Road House

Road House (1989)


Dir. by Rowdy Herrington


Starring Patrick Swayze, Kelly Lynch and Ben Gazzara

Plot

Dalton, a professional bouncer, is recruited by a nightclub owner from a small town in Missouri to help clean up the bar’s image.  Installed as the new manager of the rowdy Double Deuce, he goes to work breaking up fights and installing new rules.  He eventually runs afoul of the corrupt businessman Brad Wesley, who controls most of the town through extortion and intimidation.  The conflict between Dalton and Wesley escalates until it becomes an all-out war, with the bar and town caught in the crossfire.

Nostalgia

This is another movie that I actually hadn’t seen in full before this viewing.  I’d heard a lot about it, and knew the basic premise beforehand, but I doubt that I’d seen more than a couple of scenes previously.

Review

The movie’s premise, boiled down to basics, is a pretty standard trope from both westerns and samurai films.  Lone gunslinger/swordsman comes into a town run by a corrupt businessman and single-handedly cleans it up.  But here, it’s been buried in about 20 tons of 1980s Velveeta.  Instead of a gunfighter, we get a wandering bouncer, who’s somehow famous enough to have name recognition in this tiny town in the middle of nowhere (there are bartenders who are that famous, but I doubt any bouncers unless a WWE star decided to moonlight).  And he doesn’t use guns, but instead rips people’s throats out with his bare hands.  All while spouting philosophy and wonderful quotes like “Pain don’t hurt.”

## Instructions for the task
Reproduce the part of the Road House review starting at "Dalton, a professional" and ending at "of scenes previously.".

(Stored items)
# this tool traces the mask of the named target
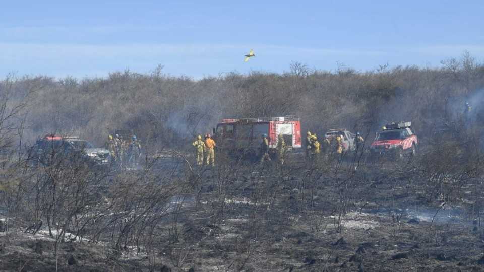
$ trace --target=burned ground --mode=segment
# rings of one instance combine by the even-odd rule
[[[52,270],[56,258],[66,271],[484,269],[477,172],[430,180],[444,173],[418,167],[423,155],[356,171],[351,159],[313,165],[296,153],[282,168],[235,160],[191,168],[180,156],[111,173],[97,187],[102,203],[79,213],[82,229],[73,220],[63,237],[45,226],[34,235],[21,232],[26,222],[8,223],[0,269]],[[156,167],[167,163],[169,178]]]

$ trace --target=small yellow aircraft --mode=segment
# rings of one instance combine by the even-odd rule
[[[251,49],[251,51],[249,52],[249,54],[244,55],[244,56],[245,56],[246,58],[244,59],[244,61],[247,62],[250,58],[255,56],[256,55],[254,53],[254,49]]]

==

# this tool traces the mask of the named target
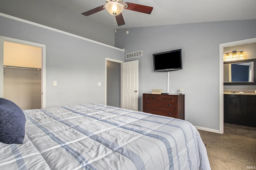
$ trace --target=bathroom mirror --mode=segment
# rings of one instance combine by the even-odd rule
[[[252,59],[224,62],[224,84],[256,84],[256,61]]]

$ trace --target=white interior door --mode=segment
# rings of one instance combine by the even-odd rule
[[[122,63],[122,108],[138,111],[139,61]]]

## Answer area
Dalton, a professional bouncer, is recruited by a nightclub owner from a small town in Missouri to help clean up the bar’s image.  Installed as the new manager of the rowdy Double Deuce, he goes to work breaking up fights and installing new rules.  He eventually runs afoul of the corrupt businessman Brad Wesley, who controls most of the town through extortion and intimidation.  The conflict between Dalton and Wesley escalates until it becomes an all-out war, with the bar and town caught in the crossfire.

Nostalgia

This is another movie that I actually hadn’t seen in full before this viewing.  I’d heard a lot about it, and knew the basic premise beforehand, but I doubt that I’d seen more than a couple of scenes previously.